WHAT IS NEEDED: Which lines in the material below contain the string "shoe"? Pull out each of them, treating uppercase and lowercase as different.

Records from a dataset
-- start --

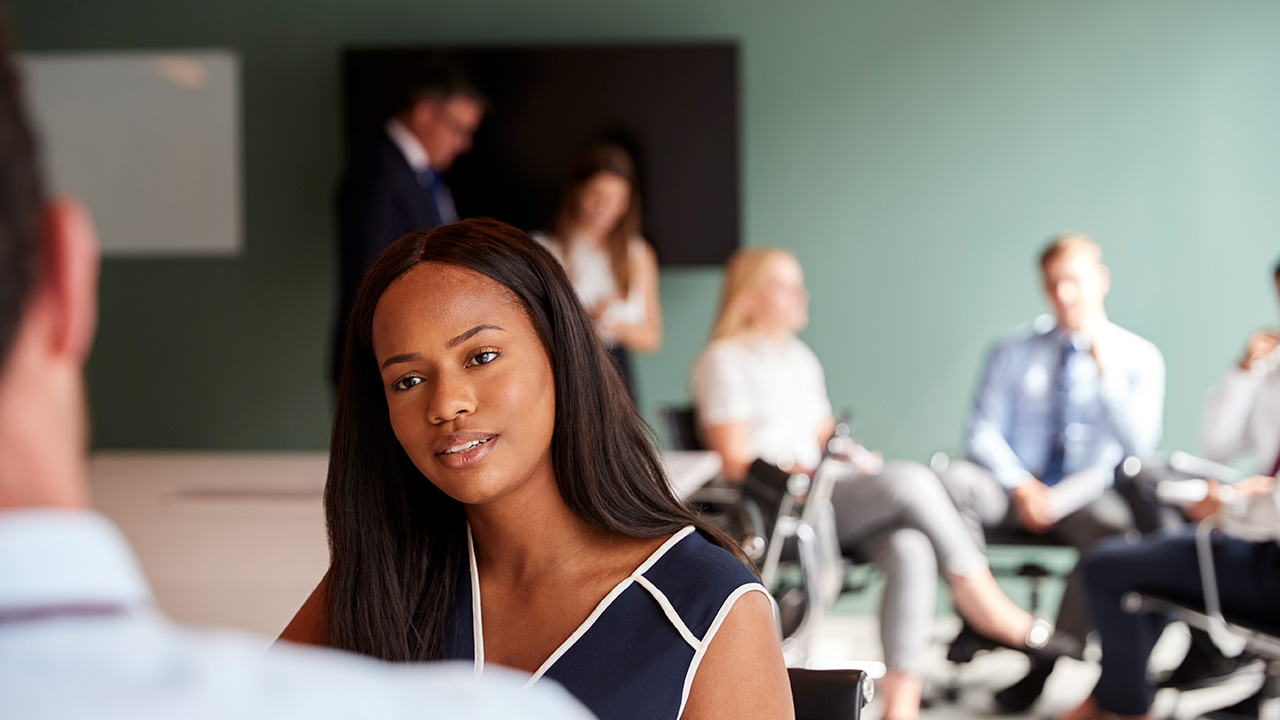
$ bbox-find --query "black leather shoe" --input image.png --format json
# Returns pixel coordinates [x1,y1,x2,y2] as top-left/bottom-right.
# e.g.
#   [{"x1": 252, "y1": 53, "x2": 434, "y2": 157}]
[
  {"x1": 1014, "y1": 618, "x2": 1084, "y2": 665},
  {"x1": 1204, "y1": 691, "x2": 1262, "y2": 720},
  {"x1": 947, "y1": 619, "x2": 1084, "y2": 664},
  {"x1": 996, "y1": 657, "x2": 1056, "y2": 715},
  {"x1": 1158, "y1": 644, "x2": 1258, "y2": 691}
]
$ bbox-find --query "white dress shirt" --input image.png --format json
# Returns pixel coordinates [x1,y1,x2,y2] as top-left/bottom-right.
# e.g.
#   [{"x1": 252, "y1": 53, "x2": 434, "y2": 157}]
[
  {"x1": 690, "y1": 333, "x2": 831, "y2": 468},
  {"x1": 387, "y1": 118, "x2": 431, "y2": 174},
  {"x1": 1201, "y1": 363, "x2": 1280, "y2": 473},
  {"x1": 0, "y1": 510, "x2": 590, "y2": 720},
  {"x1": 531, "y1": 232, "x2": 646, "y2": 345},
  {"x1": 968, "y1": 315, "x2": 1165, "y2": 489}
]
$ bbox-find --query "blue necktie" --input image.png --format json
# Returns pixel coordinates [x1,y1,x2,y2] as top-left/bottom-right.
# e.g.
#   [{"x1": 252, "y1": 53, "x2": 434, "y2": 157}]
[
  {"x1": 417, "y1": 168, "x2": 458, "y2": 225},
  {"x1": 1041, "y1": 336, "x2": 1075, "y2": 486}
]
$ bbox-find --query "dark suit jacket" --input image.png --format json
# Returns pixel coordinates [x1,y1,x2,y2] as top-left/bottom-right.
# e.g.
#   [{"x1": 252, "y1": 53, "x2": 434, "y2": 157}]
[{"x1": 332, "y1": 133, "x2": 440, "y2": 383}]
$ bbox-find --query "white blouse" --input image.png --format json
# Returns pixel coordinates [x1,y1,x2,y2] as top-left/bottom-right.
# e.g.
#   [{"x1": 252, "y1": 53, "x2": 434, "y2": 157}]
[
  {"x1": 690, "y1": 333, "x2": 831, "y2": 468},
  {"x1": 532, "y1": 233, "x2": 646, "y2": 342}
]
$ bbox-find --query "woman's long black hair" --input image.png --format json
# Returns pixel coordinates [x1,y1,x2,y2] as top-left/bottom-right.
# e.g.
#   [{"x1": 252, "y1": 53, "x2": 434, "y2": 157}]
[{"x1": 324, "y1": 219, "x2": 750, "y2": 661}]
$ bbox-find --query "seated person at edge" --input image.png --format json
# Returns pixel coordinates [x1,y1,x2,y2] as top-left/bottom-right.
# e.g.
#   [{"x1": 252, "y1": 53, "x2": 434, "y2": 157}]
[
  {"x1": 282, "y1": 219, "x2": 792, "y2": 720},
  {"x1": 1100, "y1": 254, "x2": 1280, "y2": 703},
  {"x1": 534, "y1": 142, "x2": 662, "y2": 397},
  {"x1": 1059, "y1": 475, "x2": 1280, "y2": 720},
  {"x1": 0, "y1": 35, "x2": 588, "y2": 720},
  {"x1": 691, "y1": 247, "x2": 1080, "y2": 720},
  {"x1": 942, "y1": 233, "x2": 1165, "y2": 711}
]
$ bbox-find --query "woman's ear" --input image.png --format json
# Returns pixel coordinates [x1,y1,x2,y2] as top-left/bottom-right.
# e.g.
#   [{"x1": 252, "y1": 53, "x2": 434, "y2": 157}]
[{"x1": 35, "y1": 199, "x2": 99, "y2": 363}]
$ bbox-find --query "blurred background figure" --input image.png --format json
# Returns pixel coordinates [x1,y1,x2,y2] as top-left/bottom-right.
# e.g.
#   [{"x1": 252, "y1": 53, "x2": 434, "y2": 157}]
[
  {"x1": 535, "y1": 141, "x2": 662, "y2": 398},
  {"x1": 0, "y1": 28, "x2": 589, "y2": 720},
  {"x1": 330, "y1": 55, "x2": 485, "y2": 383},
  {"x1": 942, "y1": 233, "x2": 1165, "y2": 711},
  {"x1": 1100, "y1": 254, "x2": 1280, "y2": 689},
  {"x1": 691, "y1": 247, "x2": 1071, "y2": 720},
  {"x1": 1059, "y1": 475, "x2": 1280, "y2": 720}
]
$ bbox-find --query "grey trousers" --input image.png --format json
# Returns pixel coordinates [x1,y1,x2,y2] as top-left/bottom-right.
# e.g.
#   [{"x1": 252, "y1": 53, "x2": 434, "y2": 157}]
[
  {"x1": 831, "y1": 461, "x2": 987, "y2": 676},
  {"x1": 941, "y1": 460, "x2": 1134, "y2": 642}
]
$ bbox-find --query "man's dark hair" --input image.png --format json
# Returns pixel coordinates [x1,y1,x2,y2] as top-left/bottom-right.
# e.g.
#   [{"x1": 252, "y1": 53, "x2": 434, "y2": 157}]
[
  {"x1": 0, "y1": 28, "x2": 45, "y2": 370},
  {"x1": 398, "y1": 54, "x2": 485, "y2": 110}
]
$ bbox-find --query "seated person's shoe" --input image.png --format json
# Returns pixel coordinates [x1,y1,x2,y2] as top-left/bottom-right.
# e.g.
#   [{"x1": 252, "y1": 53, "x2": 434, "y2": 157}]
[
  {"x1": 1204, "y1": 689, "x2": 1262, "y2": 720},
  {"x1": 1157, "y1": 643, "x2": 1258, "y2": 691},
  {"x1": 996, "y1": 657, "x2": 1055, "y2": 714},
  {"x1": 1014, "y1": 618, "x2": 1084, "y2": 661}
]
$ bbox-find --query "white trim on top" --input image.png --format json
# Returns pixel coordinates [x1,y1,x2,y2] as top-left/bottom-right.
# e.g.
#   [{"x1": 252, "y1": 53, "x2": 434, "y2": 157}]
[
  {"x1": 676, "y1": 583, "x2": 771, "y2": 719},
  {"x1": 525, "y1": 525, "x2": 695, "y2": 688},
  {"x1": 636, "y1": 575, "x2": 700, "y2": 652},
  {"x1": 467, "y1": 525, "x2": 696, "y2": 688},
  {"x1": 467, "y1": 525, "x2": 484, "y2": 678}
]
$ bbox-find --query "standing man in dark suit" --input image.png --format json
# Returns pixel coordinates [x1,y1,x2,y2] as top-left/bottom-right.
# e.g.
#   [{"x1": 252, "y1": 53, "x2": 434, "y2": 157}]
[{"x1": 332, "y1": 61, "x2": 485, "y2": 384}]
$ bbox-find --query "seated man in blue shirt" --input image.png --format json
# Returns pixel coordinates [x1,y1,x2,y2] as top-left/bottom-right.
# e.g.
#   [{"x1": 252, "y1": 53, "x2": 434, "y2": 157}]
[
  {"x1": 0, "y1": 27, "x2": 589, "y2": 720},
  {"x1": 942, "y1": 233, "x2": 1165, "y2": 710}
]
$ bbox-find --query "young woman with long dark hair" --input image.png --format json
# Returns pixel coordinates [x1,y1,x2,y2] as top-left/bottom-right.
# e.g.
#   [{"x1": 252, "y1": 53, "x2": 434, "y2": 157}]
[{"x1": 282, "y1": 220, "x2": 791, "y2": 720}]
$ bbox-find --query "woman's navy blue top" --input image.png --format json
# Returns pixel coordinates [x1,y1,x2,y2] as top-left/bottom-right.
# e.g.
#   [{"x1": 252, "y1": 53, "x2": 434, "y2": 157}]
[{"x1": 444, "y1": 527, "x2": 765, "y2": 720}]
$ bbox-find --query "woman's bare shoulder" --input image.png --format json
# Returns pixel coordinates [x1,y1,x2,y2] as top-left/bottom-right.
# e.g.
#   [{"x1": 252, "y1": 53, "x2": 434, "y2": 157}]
[{"x1": 276, "y1": 573, "x2": 329, "y2": 646}]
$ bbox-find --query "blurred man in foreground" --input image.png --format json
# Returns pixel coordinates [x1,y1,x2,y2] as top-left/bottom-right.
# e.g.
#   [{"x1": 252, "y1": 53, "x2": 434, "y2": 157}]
[{"x1": 0, "y1": 28, "x2": 589, "y2": 720}]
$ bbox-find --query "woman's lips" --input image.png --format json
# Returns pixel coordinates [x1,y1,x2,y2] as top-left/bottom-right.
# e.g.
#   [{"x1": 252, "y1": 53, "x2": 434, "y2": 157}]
[{"x1": 435, "y1": 433, "x2": 498, "y2": 470}]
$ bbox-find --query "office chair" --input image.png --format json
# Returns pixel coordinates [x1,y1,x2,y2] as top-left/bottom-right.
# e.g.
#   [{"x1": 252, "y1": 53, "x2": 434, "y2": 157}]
[{"x1": 1120, "y1": 518, "x2": 1280, "y2": 719}]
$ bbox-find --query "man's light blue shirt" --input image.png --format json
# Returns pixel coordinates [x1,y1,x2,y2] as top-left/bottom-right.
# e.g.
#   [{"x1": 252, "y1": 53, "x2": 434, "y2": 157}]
[
  {"x1": 966, "y1": 315, "x2": 1165, "y2": 489},
  {"x1": 0, "y1": 510, "x2": 590, "y2": 720}
]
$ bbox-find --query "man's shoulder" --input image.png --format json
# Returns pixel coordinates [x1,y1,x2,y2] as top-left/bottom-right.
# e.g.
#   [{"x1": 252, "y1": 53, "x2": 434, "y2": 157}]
[
  {"x1": 347, "y1": 135, "x2": 416, "y2": 181},
  {"x1": 0, "y1": 609, "x2": 581, "y2": 719},
  {"x1": 992, "y1": 314, "x2": 1057, "y2": 356},
  {"x1": 1107, "y1": 320, "x2": 1164, "y2": 359}
]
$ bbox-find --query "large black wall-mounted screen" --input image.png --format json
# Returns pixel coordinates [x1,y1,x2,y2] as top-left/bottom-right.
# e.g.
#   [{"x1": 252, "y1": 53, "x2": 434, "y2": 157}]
[{"x1": 343, "y1": 42, "x2": 739, "y2": 265}]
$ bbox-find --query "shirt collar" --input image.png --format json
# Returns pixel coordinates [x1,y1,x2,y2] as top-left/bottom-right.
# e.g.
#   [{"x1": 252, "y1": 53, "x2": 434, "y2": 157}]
[
  {"x1": 1033, "y1": 313, "x2": 1112, "y2": 352},
  {"x1": 0, "y1": 509, "x2": 154, "y2": 610},
  {"x1": 387, "y1": 118, "x2": 431, "y2": 173}
]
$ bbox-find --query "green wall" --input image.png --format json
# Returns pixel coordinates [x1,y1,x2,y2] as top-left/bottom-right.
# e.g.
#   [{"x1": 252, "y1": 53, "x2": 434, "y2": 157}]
[{"x1": 10, "y1": 0, "x2": 1280, "y2": 459}]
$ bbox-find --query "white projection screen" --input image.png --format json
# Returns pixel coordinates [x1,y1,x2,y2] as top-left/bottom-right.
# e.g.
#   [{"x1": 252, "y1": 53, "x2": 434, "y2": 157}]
[{"x1": 20, "y1": 49, "x2": 243, "y2": 256}]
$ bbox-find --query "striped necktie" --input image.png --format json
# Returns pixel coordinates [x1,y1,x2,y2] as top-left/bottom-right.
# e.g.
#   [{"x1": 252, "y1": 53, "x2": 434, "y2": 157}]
[
  {"x1": 417, "y1": 168, "x2": 458, "y2": 225},
  {"x1": 1039, "y1": 336, "x2": 1075, "y2": 486}
]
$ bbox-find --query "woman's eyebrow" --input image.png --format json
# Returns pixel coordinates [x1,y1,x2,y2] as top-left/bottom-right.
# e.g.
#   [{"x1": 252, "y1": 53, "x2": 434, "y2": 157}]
[
  {"x1": 380, "y1": 325, "x2": 507, "y2": 370},
  {"x1": 448, "y1": 325, "x2": 507, "y2": 347}
]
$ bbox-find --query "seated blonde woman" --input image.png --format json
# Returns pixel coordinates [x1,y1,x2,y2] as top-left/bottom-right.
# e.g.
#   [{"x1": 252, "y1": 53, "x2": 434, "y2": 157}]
[{"x1": 692, "y1": 249, "x2": 1061, "y2": 720}]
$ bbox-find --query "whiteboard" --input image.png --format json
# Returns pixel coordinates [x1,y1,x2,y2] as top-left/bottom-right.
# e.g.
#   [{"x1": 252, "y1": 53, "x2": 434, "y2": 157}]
[{"x1": 19, "y1": 49, "x2": 243, "y2": 255}]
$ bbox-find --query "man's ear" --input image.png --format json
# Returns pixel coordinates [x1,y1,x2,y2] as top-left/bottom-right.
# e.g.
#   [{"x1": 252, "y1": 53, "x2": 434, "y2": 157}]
[{"x1": 36, "y1": 199, "x2": 99, "y2": 363}]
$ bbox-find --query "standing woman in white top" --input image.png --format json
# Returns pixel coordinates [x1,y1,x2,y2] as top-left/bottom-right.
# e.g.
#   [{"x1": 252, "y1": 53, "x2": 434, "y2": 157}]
[
  {"x1": 692, "y1": 247, "x2": 1078, "y2": 720},
  {"x1": 538, "y1": 141, "x2": 662, "y2": 398}
]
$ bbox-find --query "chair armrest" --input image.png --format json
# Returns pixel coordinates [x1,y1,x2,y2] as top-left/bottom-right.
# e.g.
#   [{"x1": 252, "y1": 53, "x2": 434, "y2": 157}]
[{"x1": 787, "y1": 667, "x2": 876, "y2": 720}]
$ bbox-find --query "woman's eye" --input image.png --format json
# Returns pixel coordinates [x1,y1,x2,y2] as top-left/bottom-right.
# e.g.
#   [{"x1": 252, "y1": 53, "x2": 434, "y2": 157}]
[
  {"x1": 467, "y1": 350, "x2": 498, "y2": 365},
  {"x1": 392, "y1": 375, "x2": 422, "y2": 391}
]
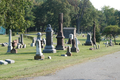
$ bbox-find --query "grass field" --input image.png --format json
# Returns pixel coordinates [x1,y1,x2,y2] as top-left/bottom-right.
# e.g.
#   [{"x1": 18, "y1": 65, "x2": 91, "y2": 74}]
[{"x1": 0, "y1": 35, "x2": 120, "y2": 80}]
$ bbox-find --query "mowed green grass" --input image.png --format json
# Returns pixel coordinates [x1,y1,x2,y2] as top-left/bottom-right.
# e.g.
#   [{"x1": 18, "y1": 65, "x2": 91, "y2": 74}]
[{"x1": 0, "y1": 35, "x2": 120, "y2": 80}]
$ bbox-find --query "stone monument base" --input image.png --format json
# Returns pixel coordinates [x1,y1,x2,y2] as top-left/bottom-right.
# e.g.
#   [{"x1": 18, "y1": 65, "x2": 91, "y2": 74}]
[
  {"x1": 34, "y1": 55, "x2": 45, "y2": 60},
  {"x1": 66, "y1": 52, "x2": 72, "y2": 56},
  {"x1": 11, "y1": 49, "x2": 17, "y2": 53}
]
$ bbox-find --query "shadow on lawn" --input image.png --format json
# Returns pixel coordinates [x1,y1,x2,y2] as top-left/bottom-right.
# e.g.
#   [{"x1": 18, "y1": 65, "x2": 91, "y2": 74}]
[
  {"x1": 2, "y1": 52, "x2": 36, "y2": 55},
  {"x1": 78, "y1": 38, "x2": 87, "y2": 41}
]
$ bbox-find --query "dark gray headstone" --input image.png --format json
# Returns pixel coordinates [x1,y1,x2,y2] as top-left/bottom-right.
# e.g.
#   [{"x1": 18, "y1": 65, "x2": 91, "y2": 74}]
[{"x1": 43, "y1": 24, "x2": 56, "y2": 53}]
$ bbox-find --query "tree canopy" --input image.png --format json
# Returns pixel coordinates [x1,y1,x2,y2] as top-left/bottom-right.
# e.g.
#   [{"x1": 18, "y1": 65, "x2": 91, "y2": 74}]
[{"x1": 102, "y1": 25, "x2": 120, "y2": 43}]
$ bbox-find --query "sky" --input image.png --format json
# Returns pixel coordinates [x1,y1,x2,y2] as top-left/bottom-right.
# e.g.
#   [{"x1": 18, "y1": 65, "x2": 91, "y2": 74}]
[{"x1": 90, "y1": 0, "x2": 120, "y2": 10}]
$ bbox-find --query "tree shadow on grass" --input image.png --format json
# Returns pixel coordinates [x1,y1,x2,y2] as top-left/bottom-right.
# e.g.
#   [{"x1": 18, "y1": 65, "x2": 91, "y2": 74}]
[
  {"x1": 2, "y1": 52, "x2": 36, "y2": 55},
  {"x1": 78, "y1": 38, "x2": 87, "y2": 41}
]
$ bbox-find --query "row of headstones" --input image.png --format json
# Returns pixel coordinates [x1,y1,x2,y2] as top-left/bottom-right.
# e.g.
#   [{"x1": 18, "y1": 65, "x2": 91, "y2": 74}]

-- end --

ANSWER TO THE PROBLEM:
$ bbox-find --query "black leather shoe" --input image.png --format json
$ bbox-find --query "seated person's shoe" --input image.png --format json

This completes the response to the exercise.